# Short exercise
Count the lines in the data below that contain the string "brown", treating uppercase and lowercase letters as different. Reply with only that number.

# Records shown
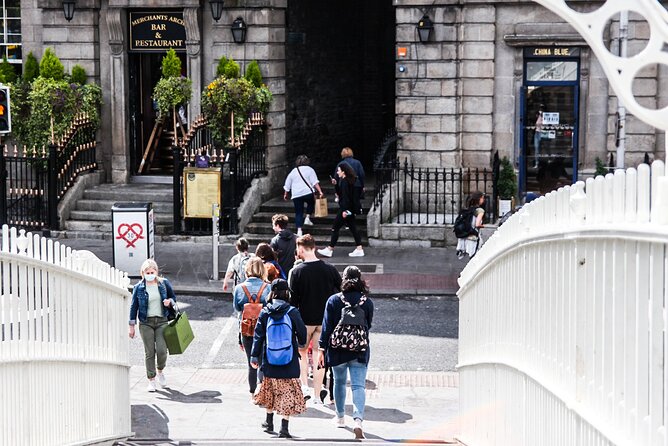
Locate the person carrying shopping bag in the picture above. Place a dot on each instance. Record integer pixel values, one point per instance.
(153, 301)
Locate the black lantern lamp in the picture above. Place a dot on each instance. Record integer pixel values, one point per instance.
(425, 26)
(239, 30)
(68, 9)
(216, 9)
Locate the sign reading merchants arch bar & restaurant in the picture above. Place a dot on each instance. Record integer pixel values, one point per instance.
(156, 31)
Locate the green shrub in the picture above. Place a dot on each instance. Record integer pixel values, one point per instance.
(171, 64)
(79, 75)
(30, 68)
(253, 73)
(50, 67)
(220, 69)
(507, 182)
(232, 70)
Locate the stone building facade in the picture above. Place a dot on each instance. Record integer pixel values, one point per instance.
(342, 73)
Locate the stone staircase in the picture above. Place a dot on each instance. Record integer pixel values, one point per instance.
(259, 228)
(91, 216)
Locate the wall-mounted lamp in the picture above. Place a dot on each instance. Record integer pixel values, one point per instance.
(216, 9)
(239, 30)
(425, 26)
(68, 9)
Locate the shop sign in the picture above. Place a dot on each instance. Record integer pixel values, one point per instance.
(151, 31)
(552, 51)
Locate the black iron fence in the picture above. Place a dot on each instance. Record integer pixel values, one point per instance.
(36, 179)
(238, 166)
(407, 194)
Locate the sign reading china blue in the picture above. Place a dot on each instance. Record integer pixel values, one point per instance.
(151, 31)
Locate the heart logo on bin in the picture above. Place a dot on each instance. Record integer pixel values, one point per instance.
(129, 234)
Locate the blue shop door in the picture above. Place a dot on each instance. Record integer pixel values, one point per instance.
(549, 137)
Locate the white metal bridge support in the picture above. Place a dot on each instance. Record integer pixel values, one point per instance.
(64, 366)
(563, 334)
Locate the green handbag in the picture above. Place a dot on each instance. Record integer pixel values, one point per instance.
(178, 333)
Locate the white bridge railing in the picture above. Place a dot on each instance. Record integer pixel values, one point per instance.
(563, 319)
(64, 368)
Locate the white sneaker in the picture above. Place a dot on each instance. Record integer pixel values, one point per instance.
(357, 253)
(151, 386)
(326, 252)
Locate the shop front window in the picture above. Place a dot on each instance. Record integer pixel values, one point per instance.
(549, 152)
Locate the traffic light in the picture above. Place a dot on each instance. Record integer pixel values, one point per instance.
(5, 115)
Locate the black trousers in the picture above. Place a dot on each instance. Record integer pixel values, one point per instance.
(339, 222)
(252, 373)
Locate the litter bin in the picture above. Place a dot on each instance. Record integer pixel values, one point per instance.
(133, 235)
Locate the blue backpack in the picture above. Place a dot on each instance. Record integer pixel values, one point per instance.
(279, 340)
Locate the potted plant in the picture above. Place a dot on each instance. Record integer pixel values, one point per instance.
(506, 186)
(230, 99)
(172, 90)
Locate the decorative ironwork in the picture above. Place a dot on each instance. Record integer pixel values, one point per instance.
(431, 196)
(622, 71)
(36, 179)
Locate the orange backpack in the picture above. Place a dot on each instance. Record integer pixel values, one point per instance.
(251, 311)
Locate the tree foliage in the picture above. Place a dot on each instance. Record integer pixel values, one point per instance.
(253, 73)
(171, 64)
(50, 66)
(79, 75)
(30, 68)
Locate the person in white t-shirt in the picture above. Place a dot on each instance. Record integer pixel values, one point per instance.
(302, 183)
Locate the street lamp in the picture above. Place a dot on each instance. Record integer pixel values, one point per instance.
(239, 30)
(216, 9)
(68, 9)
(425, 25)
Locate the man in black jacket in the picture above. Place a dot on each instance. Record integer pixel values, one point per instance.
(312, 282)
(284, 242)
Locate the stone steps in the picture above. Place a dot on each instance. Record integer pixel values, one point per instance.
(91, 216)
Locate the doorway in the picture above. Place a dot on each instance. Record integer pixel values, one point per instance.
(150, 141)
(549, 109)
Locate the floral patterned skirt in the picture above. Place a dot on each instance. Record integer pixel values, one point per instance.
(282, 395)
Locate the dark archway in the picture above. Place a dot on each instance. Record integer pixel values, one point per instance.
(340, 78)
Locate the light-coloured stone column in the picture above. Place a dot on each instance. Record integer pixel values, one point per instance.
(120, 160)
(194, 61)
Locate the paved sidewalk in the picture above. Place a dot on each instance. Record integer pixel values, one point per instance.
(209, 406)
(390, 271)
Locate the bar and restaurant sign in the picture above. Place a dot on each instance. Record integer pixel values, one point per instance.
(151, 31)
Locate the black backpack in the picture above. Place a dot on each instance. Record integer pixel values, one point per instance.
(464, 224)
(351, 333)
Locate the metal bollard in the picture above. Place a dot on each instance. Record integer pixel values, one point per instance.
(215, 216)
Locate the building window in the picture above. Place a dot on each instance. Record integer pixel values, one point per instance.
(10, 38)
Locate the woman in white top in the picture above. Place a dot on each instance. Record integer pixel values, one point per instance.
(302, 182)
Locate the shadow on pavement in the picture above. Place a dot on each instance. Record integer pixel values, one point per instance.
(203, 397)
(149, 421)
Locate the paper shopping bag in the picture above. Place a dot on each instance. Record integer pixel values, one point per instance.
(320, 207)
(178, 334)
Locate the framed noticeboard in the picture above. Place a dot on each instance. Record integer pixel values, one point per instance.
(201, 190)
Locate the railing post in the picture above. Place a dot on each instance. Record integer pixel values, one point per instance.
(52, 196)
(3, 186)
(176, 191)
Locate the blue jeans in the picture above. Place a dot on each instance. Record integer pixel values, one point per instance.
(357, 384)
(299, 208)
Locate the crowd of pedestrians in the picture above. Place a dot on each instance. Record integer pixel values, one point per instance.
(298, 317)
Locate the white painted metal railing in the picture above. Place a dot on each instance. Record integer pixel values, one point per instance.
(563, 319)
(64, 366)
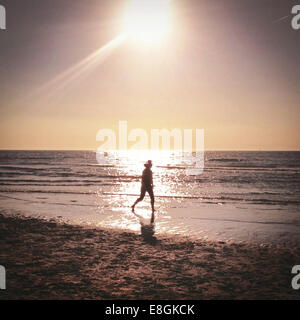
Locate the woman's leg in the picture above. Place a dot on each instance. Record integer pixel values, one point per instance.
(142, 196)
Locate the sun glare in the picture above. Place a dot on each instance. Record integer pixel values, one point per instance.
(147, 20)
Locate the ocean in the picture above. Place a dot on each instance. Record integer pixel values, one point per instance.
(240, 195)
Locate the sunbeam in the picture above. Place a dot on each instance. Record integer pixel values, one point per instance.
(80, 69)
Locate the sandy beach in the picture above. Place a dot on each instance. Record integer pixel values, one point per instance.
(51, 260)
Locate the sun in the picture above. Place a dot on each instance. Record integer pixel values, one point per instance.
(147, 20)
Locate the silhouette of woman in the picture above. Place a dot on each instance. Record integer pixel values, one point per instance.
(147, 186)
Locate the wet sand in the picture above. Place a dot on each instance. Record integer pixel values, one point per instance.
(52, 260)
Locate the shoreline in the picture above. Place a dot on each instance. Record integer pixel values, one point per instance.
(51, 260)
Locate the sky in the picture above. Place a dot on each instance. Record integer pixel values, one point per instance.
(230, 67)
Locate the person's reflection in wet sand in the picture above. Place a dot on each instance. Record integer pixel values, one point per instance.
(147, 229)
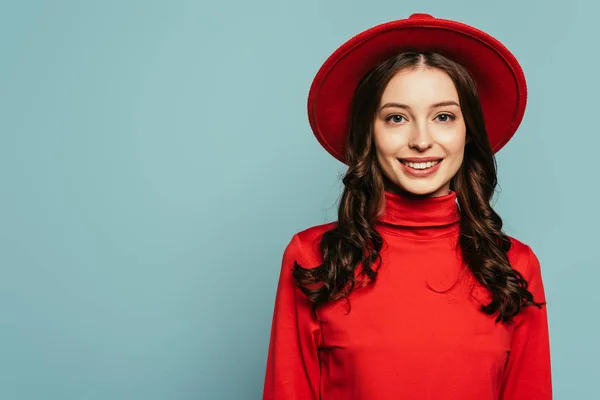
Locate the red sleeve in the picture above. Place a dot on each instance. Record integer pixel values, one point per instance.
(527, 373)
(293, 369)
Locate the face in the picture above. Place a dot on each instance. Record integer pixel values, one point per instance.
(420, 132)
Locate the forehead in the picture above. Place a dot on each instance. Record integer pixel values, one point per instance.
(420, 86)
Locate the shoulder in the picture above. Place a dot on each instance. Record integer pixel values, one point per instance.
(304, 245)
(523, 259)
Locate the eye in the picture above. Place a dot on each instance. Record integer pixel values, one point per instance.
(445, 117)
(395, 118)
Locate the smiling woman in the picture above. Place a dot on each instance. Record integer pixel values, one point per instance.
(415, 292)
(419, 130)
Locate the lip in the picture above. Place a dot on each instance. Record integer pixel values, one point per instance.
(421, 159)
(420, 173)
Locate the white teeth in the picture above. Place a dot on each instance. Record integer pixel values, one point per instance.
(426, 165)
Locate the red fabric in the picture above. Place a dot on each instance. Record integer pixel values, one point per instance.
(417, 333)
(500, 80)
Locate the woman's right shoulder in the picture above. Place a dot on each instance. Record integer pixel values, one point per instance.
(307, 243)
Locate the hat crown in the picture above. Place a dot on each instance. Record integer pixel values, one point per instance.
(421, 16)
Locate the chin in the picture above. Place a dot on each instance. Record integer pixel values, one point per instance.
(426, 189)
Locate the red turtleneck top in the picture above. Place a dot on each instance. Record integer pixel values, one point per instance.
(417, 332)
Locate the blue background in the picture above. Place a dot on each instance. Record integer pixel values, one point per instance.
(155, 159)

...

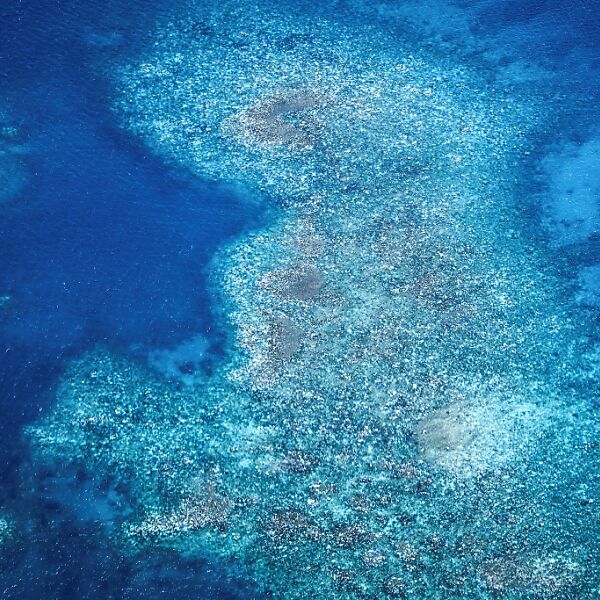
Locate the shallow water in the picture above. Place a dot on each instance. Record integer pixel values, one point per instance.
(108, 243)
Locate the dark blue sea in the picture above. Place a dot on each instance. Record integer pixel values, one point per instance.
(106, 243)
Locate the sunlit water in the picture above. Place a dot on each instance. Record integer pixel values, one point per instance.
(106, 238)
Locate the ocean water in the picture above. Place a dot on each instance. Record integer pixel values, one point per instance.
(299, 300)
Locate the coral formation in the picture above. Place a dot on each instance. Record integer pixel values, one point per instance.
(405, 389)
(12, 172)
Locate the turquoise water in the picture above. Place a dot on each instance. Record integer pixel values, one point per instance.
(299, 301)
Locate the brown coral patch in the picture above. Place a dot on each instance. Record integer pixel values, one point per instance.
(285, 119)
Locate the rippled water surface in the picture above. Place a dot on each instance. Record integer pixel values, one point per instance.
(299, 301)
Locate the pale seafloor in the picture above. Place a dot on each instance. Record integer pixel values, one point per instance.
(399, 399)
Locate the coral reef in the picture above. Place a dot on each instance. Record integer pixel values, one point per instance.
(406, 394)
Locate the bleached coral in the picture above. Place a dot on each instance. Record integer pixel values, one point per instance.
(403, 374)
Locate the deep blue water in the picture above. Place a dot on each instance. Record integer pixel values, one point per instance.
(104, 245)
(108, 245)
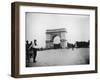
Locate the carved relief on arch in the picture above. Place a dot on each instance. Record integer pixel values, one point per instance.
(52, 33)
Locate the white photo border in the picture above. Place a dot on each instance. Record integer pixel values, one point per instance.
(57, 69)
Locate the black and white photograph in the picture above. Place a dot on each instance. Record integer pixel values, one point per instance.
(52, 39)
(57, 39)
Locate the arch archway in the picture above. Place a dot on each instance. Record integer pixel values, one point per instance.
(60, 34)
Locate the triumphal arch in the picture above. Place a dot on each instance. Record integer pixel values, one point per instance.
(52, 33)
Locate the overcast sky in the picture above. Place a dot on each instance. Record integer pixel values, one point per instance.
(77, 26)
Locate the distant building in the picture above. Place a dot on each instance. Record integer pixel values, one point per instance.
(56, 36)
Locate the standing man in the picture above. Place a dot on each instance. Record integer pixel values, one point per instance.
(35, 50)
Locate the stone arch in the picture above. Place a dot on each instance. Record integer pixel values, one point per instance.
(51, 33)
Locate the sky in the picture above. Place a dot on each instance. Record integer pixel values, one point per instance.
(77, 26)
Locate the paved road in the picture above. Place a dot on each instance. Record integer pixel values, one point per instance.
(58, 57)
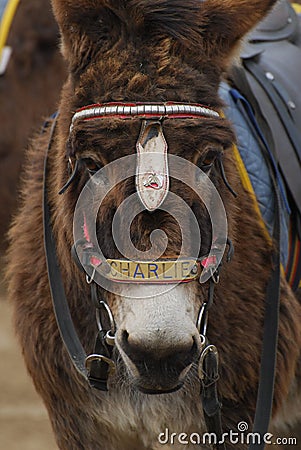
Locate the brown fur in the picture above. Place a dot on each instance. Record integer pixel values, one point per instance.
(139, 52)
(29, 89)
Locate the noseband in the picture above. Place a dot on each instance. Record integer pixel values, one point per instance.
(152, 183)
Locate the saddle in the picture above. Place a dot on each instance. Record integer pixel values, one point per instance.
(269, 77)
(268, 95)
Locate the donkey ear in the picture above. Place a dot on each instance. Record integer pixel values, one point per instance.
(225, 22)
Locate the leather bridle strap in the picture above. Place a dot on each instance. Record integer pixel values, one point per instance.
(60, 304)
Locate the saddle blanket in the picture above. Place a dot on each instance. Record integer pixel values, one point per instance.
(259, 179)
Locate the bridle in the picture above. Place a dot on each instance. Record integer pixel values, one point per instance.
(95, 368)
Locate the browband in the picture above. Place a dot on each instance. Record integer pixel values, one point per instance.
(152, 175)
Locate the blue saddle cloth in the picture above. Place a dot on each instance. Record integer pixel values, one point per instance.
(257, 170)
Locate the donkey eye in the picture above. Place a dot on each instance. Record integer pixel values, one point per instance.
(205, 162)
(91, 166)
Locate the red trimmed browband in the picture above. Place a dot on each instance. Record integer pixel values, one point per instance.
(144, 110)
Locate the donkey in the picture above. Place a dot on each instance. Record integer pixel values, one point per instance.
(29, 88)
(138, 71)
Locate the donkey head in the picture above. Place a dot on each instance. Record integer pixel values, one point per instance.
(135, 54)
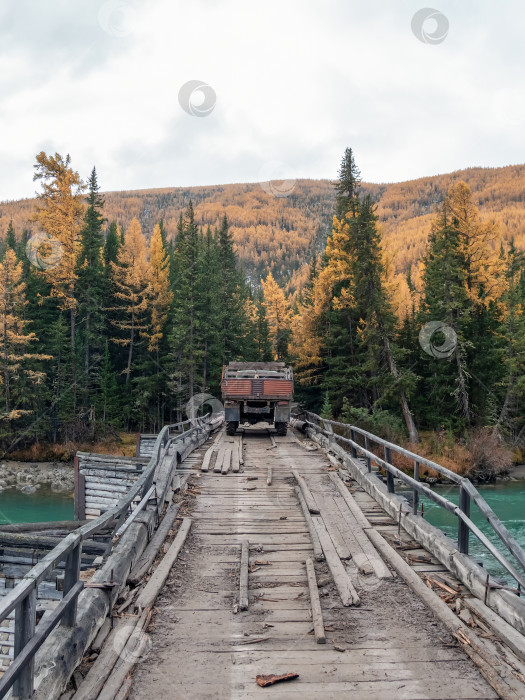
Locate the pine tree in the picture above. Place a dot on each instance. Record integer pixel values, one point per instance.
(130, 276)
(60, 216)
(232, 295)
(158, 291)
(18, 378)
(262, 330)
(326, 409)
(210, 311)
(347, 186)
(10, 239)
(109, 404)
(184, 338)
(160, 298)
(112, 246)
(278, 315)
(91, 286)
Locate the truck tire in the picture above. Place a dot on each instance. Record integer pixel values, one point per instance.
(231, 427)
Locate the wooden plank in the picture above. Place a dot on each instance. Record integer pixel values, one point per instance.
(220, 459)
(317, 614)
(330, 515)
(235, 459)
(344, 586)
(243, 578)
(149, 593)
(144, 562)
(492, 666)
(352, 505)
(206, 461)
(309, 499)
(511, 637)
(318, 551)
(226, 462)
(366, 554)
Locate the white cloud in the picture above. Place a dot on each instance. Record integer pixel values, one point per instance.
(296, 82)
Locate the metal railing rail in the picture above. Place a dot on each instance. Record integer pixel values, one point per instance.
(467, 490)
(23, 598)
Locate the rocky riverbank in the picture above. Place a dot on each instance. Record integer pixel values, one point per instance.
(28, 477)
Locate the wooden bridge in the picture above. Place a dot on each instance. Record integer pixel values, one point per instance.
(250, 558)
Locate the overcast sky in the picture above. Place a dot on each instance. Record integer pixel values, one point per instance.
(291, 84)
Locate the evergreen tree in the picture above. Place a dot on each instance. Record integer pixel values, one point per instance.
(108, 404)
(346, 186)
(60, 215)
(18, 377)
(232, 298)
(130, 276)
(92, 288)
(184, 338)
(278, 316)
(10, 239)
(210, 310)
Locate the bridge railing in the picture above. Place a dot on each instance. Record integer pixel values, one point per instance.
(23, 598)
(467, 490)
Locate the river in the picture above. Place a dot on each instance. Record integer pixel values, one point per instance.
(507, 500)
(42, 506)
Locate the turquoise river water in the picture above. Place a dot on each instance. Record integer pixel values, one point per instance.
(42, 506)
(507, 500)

# Correct output
2